----- MATERIAL TO PROCESS -----

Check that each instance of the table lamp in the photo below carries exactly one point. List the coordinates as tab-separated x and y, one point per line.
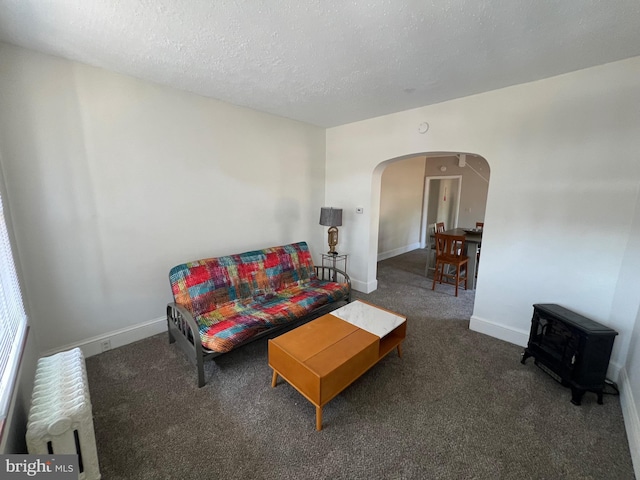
332	218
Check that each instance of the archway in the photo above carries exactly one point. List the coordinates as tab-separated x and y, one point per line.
398	191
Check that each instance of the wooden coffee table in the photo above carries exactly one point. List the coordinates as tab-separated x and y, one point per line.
323	357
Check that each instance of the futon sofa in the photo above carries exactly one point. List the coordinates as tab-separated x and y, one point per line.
223	303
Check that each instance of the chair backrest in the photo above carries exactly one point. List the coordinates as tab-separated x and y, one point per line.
449	246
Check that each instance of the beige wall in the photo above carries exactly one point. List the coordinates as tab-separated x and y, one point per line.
401	198
113	180
476	176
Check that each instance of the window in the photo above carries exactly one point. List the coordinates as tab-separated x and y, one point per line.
13	320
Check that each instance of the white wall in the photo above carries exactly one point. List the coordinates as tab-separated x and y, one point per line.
113	180
564	181
401	199
564	187
475	176
626	305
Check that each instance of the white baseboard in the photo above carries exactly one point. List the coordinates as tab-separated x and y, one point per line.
398	251
117	338
508	334
631	419
364	287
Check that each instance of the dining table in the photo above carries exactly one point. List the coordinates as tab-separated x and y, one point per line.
472	241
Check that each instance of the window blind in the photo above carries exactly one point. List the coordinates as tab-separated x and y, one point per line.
13	319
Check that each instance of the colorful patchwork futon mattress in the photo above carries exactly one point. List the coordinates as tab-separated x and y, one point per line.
235	297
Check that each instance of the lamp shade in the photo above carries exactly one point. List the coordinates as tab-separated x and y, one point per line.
331	217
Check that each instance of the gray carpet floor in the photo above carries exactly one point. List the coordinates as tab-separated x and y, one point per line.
457	405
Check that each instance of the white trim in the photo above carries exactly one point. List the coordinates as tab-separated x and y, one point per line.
398	251
118	338
508	334
363	286
631	419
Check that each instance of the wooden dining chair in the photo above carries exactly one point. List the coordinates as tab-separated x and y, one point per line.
437	228
450	252
481	226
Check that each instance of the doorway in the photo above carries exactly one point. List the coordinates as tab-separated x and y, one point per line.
441	204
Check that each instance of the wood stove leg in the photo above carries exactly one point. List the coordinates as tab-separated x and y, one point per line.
576	395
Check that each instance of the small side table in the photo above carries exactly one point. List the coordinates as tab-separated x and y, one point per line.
331	260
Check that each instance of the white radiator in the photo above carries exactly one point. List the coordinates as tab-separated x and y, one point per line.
60	418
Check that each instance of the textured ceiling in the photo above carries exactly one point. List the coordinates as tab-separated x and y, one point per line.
334	61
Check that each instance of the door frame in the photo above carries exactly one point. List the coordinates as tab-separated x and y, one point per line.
424	235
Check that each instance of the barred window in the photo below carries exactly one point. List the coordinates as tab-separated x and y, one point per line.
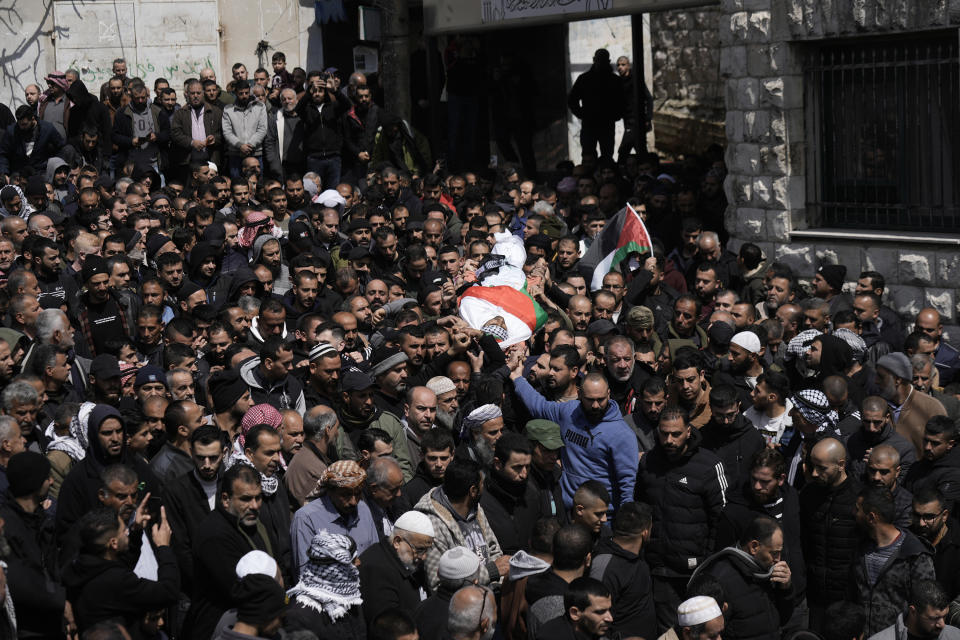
882	120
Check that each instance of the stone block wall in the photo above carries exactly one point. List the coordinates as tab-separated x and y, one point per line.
688	92
762	43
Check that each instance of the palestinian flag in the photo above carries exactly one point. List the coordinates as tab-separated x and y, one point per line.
521	314
623	234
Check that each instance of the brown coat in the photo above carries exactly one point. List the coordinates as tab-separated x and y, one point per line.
303	472
918	408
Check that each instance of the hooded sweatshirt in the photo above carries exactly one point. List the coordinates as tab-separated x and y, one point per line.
240	277
78	494
835	357
52	165
453	530
25	208
606	451
216	286
756	607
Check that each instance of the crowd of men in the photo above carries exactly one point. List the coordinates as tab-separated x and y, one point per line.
238	400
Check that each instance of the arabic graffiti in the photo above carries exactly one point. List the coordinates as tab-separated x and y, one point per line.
93	72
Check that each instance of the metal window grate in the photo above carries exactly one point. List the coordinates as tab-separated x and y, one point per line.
884	119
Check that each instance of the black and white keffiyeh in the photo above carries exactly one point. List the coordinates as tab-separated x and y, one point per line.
329	581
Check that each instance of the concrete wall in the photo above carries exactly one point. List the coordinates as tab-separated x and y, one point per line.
585	37
159	38
687	88
761	66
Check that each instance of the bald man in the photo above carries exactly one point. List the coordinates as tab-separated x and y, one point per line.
15	230
420	415
884	470
321	429
580	311
472	614
946	357
876	428
830	534
598	443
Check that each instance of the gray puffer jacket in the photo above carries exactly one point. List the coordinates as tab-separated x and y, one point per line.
244	125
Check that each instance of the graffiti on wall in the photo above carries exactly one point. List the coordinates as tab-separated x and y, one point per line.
23	45
101	71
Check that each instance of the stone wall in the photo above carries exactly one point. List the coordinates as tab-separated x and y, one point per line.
761	67
687	87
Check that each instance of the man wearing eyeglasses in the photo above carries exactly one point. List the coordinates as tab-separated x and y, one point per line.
931	521
928	609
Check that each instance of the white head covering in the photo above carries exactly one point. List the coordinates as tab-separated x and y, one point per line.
458	563
440	385
697	610
256	562
415	522
747	340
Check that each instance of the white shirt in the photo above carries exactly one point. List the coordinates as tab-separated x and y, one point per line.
770	428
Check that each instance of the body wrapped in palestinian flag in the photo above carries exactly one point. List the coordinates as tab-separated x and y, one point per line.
521	315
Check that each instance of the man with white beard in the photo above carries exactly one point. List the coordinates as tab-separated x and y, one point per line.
419	417
447	404
623	374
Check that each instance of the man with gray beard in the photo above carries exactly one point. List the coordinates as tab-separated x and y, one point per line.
483	427
447	404
420	413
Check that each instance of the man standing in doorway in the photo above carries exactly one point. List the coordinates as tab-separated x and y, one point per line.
597	99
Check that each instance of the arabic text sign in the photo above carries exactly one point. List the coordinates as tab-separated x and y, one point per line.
501	10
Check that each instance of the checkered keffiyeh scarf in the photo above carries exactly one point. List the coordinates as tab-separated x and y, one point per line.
495	330
478	416
329	581
800	343
815	408
74	444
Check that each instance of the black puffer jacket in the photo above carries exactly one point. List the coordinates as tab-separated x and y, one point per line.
78	494
32	571
859	444
830	538
756	608
323	125
742	509
687	496
628	578
735	445
943	474
512	512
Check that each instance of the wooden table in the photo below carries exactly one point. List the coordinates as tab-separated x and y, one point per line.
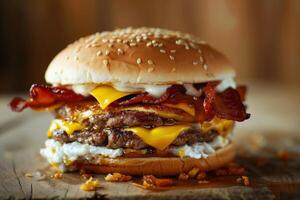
274	126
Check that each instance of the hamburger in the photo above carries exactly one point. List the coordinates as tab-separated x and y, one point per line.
139	101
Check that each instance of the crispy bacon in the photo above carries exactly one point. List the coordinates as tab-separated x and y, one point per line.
226	105
44	96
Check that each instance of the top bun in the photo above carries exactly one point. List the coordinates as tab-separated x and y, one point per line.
138	56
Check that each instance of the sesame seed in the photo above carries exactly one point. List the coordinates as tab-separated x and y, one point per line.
151	69
95	45
99	53
162	51
150	62
120	51
105	62
201	59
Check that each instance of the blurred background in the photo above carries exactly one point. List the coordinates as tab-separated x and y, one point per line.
261	38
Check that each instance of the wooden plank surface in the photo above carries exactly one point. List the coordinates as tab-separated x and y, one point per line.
274	126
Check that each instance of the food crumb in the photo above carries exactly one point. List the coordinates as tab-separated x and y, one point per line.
244	180
150	181
90	185
201	176
117	177
260	162
183	176
57	175
28	175
236	170
221	172
39	176
84	174
203	181
193	172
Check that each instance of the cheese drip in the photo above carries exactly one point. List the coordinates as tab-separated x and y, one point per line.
160	137
68	127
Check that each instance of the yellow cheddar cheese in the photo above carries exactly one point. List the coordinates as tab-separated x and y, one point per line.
68	127
160	137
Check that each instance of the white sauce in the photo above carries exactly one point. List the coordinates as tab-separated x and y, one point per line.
191	90
57	153
200	149
226	83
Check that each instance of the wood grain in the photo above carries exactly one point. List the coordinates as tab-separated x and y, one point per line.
274	126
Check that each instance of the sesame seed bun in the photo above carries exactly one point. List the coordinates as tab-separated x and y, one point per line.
159	166
138	56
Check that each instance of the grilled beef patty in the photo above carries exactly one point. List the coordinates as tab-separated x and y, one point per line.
105	128
117	138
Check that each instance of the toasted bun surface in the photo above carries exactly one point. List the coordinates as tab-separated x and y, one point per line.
138	56
160	166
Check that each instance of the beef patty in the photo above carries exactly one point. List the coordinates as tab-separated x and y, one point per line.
117	138
105	128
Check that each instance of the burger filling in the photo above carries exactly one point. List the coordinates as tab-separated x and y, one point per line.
190	120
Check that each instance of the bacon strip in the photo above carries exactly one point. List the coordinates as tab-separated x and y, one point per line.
44	96
226	105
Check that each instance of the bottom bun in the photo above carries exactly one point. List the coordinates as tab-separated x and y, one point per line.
159	166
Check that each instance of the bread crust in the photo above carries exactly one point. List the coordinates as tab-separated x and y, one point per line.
159	166
138	56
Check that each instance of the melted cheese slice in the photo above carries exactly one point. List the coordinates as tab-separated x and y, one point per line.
183	106
223	126
160	137
105	95
68	127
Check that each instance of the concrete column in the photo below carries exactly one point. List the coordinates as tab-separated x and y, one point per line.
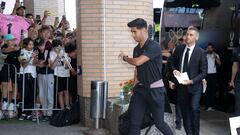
37	7
101	33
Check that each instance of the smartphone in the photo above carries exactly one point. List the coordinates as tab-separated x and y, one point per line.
3	3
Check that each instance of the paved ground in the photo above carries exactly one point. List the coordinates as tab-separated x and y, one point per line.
212	123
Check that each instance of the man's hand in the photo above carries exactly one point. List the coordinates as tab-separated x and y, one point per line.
171	85
187	82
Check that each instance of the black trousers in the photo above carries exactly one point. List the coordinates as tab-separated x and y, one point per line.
152	99
28	92
190	107
211	90
237	95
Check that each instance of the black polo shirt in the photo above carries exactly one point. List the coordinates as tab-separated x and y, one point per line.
150	71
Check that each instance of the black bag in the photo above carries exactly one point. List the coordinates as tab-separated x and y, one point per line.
75	111
124	122
62	118
238	130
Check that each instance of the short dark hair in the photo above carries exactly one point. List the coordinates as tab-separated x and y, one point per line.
69	48
56	42
139	23
193	28
38	41
26	41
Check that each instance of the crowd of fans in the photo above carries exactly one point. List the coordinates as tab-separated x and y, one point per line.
40	60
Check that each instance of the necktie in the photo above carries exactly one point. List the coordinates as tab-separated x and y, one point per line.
185	62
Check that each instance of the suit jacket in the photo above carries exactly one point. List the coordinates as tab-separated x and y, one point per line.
197	66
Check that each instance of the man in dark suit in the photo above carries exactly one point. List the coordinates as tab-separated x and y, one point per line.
191	59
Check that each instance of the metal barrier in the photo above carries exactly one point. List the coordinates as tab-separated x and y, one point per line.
99	95
6	113
23	83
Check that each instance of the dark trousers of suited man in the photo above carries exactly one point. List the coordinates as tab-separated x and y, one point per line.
189	91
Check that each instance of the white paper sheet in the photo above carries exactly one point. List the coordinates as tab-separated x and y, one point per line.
234	124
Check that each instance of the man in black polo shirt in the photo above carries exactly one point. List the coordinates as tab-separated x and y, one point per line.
235	79
149	89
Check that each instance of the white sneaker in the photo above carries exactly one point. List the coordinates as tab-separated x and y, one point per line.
11	107
4	106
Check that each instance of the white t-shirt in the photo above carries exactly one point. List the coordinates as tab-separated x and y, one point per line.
30	68
211	63
60	70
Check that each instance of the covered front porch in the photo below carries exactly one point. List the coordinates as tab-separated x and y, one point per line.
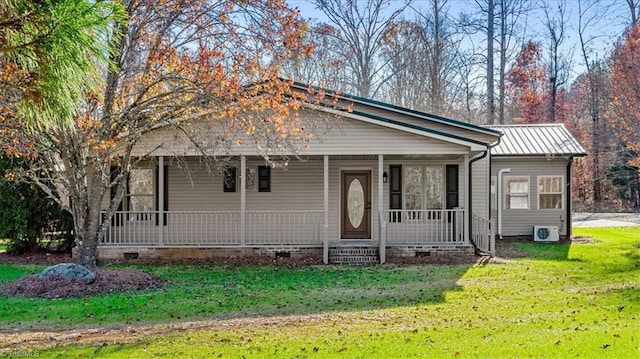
311	206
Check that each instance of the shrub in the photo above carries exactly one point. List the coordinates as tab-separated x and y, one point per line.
28	218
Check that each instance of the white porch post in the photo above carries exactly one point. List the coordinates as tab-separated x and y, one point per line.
243	199
325	227
467	200
161	200
381	226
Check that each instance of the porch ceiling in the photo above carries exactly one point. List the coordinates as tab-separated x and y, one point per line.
390	157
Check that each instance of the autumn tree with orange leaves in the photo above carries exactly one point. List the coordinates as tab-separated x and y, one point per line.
625	91
625	94
177	62
525	90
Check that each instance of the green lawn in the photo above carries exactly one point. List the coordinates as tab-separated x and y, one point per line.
580	300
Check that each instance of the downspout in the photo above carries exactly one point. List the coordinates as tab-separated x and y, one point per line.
470	187
569	194
499	198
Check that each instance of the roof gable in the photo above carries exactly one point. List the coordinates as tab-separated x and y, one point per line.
415	120
536	140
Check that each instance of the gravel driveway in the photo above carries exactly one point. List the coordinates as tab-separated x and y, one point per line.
606	219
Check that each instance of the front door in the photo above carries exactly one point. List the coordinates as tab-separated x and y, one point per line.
356	205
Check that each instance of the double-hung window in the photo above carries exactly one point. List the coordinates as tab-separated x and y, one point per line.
550	192
140	193
516	192
423	188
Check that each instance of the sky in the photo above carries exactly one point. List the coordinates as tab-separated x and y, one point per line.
608	24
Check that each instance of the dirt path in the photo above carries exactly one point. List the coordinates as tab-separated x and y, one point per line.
24	342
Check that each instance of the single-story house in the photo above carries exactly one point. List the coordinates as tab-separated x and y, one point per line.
389	181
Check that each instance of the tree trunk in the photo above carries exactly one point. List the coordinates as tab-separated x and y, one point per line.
87	227
490	95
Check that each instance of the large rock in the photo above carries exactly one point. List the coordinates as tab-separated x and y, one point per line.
71	271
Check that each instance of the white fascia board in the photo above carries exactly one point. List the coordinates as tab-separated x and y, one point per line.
472	146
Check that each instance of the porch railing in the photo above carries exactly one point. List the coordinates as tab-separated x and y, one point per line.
204	228
482	234
417	227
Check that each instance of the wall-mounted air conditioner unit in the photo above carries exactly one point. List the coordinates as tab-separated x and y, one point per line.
546	234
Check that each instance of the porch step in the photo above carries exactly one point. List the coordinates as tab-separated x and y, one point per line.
354	255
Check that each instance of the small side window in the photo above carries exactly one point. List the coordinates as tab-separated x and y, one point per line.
264	179
229	184
516	192
550	192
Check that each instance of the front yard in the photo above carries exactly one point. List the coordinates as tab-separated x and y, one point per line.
561	300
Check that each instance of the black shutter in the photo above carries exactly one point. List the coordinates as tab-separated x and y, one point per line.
117	219
264	179
395	191
165	193
229	177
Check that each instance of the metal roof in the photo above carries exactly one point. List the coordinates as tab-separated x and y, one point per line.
536	140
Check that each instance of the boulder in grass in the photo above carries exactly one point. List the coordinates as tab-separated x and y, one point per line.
71	271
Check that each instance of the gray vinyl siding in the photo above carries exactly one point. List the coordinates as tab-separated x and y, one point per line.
480	182
298	187
517	222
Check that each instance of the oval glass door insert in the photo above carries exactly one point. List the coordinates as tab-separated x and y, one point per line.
355	203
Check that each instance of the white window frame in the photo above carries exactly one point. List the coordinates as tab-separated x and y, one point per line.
561	193
423	187
251	180
507	194
141	215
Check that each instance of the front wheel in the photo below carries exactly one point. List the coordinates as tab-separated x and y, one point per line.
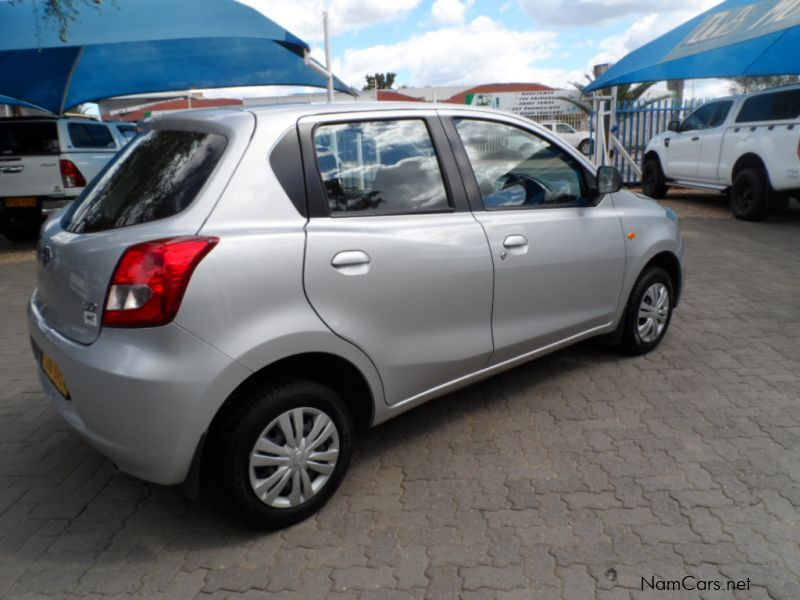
749	195
653	181
285	453
649	312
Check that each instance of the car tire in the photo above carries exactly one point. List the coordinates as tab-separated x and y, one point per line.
21	230
648	313
749	195
255	446
653	181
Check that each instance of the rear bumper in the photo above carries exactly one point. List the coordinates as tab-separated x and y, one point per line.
142	397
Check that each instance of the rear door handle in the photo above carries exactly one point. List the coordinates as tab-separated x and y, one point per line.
515	241
351	262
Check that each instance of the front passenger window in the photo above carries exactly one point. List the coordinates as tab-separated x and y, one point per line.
517	169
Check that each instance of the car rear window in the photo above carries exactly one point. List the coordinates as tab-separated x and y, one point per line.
157	176
28	137
776	106
90	136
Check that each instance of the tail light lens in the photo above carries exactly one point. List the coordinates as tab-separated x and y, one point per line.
149	282
71	175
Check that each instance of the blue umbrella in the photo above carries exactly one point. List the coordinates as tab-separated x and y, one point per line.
140	46
738	38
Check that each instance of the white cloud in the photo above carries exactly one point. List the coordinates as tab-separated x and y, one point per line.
599	12
480	51
304	17
645	30
448	11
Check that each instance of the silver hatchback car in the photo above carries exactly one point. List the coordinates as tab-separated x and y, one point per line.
240	291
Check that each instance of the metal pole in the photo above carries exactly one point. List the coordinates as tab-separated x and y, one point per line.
328	65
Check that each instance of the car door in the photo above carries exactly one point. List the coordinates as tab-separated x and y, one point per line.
558	252
395	261
684	145
711	144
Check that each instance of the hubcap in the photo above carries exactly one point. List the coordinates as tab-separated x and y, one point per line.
653	313
294	457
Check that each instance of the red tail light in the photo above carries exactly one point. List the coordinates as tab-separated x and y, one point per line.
149	282
71	175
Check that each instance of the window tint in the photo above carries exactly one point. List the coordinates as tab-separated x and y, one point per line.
28	137
721	113
90	136
380	166
516	169
775	106
156	176
701	118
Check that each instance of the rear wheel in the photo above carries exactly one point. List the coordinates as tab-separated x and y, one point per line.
653	181
284	453
749	195
649	312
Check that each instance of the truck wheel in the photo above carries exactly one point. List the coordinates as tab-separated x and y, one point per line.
749	195
283	453
21	230
653	182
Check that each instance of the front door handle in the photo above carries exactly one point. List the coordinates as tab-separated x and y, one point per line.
515	241
351	262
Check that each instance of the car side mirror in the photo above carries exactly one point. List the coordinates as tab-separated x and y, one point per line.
609	180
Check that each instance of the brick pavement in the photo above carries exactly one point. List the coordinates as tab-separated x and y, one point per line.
571	477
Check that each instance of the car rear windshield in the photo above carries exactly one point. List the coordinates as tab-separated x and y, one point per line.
157	176
28	137
776	106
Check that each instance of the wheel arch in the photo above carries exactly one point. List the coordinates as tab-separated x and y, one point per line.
749	160
328	369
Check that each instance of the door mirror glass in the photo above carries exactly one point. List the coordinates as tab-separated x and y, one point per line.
609	180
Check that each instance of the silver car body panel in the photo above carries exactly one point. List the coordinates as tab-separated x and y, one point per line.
416	325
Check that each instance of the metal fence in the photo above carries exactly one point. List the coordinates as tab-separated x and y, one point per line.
636	123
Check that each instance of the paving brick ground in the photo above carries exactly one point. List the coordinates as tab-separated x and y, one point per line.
572	477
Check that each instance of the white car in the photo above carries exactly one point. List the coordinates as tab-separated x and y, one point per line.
582	140
45	162
747	146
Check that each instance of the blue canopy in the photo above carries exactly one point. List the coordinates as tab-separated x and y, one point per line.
140	46
738	38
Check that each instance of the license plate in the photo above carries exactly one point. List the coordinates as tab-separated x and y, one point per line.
55	375
24	202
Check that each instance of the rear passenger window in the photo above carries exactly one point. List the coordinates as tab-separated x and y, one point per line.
84	135
776	106
156	176
373	167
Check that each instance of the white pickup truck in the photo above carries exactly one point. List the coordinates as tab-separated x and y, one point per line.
45	162
747	146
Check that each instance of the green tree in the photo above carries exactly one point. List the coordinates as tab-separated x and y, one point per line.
747	85
380	81
60	12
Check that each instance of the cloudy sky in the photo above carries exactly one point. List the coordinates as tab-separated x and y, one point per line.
455	42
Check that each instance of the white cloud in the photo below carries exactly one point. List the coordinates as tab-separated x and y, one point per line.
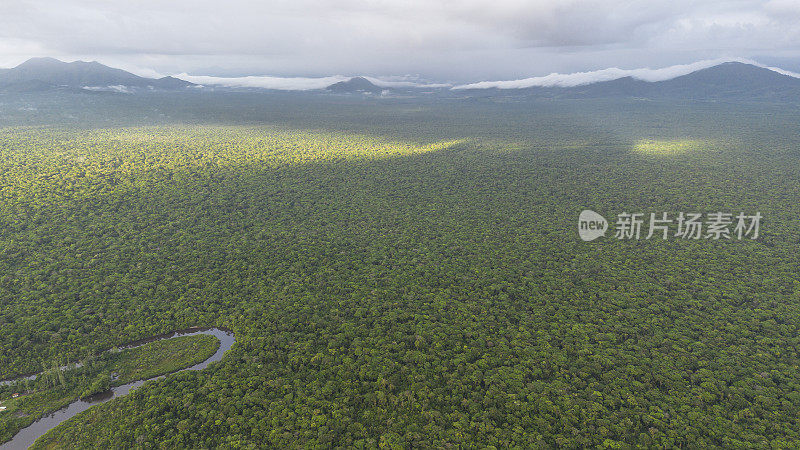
613	73
299	83
265	82
440	39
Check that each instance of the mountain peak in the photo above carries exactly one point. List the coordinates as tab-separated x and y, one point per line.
78	75
355	84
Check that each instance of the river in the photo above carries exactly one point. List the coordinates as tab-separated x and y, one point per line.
26	436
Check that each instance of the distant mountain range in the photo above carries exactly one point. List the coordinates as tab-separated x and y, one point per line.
41	74
726	81
355	85
734	81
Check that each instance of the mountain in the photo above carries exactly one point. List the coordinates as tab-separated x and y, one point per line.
50	73
726	81
355	85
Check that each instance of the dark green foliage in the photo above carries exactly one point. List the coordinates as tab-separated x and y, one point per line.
56	389
417	282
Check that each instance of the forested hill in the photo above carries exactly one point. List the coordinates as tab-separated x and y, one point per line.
408	274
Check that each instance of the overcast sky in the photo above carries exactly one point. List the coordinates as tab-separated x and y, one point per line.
456	41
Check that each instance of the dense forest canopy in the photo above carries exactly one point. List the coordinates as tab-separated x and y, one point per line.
408	274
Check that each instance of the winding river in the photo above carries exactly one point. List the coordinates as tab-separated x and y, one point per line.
27	436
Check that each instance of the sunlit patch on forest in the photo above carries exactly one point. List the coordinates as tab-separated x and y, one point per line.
670	147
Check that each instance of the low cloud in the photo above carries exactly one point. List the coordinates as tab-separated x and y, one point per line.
299	83
613	73
264	82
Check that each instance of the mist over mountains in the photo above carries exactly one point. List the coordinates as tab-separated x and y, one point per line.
724	81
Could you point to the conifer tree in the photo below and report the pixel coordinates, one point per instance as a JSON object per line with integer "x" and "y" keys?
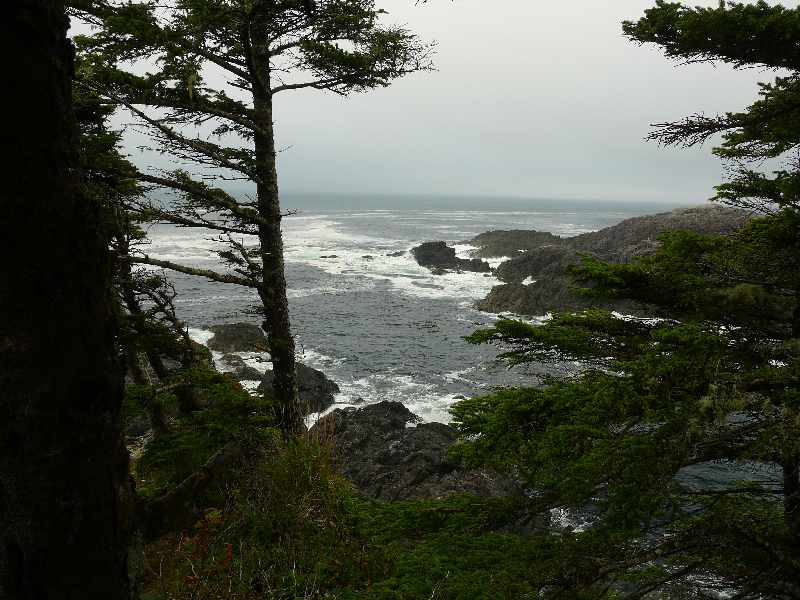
{"x": 259, "y": 49}
{"x": 711, "y": 385}
{"x": 66, "y": 499}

-----

_WHAT IS NEEDED_.
Skip all pictures. Write out only the lines from the one containing "Check that each instance of the dark green" to the end of the listing above, inclusive, exactly as given.

_COMPLETED TASK_.
Check that each instance of the dark green foliage in the photo above carries exactly one point. List the coordinates as tab-separated x and y, one point per line.
56	389
417	282
Check that each instance of the forested hill in the photo above carries exactly one point. List the coordinates as tab-separated x and y, one point per line.
408	274
Check that each instance of the overcast sky in the photo above carries exactly one point. List the coordinates as tab-separated x and y, one point per line.
456	41
Check that each instance of the dense forest canopy in the photo above carries exactly one point. List the coordinates as tab-separated x and y, one point per line.
408	274
Check that each instance of the winding river in the photo above carries exactly one point. List the coordinates as tab-separated x and y, one point per line.
27	436
Check that each instance of the sunlit patch on forest in the photo above carries exactly one point. List the coordinates as tab-separated x and y, one point per line.
670	147
Check that each instance of the low cloud in the photo above carries exactly one point. List the coordinates as tab-separated x and y, one point per line.
299	83
613	73
264	82
Check that each instance of the mist over mountains in the photo above carries exactly one point. List the coordinates as tab-separated x and y, one point per line.
724	81
Could you point to the conifer tree in the photo below and report the pixel coordinates, one point per instance as a JSON object per line with integer "x" and "y" keys?
{"x": 259, "y": 49}
{"x": 711, "y": 385}
{"x": 66, "y": 499}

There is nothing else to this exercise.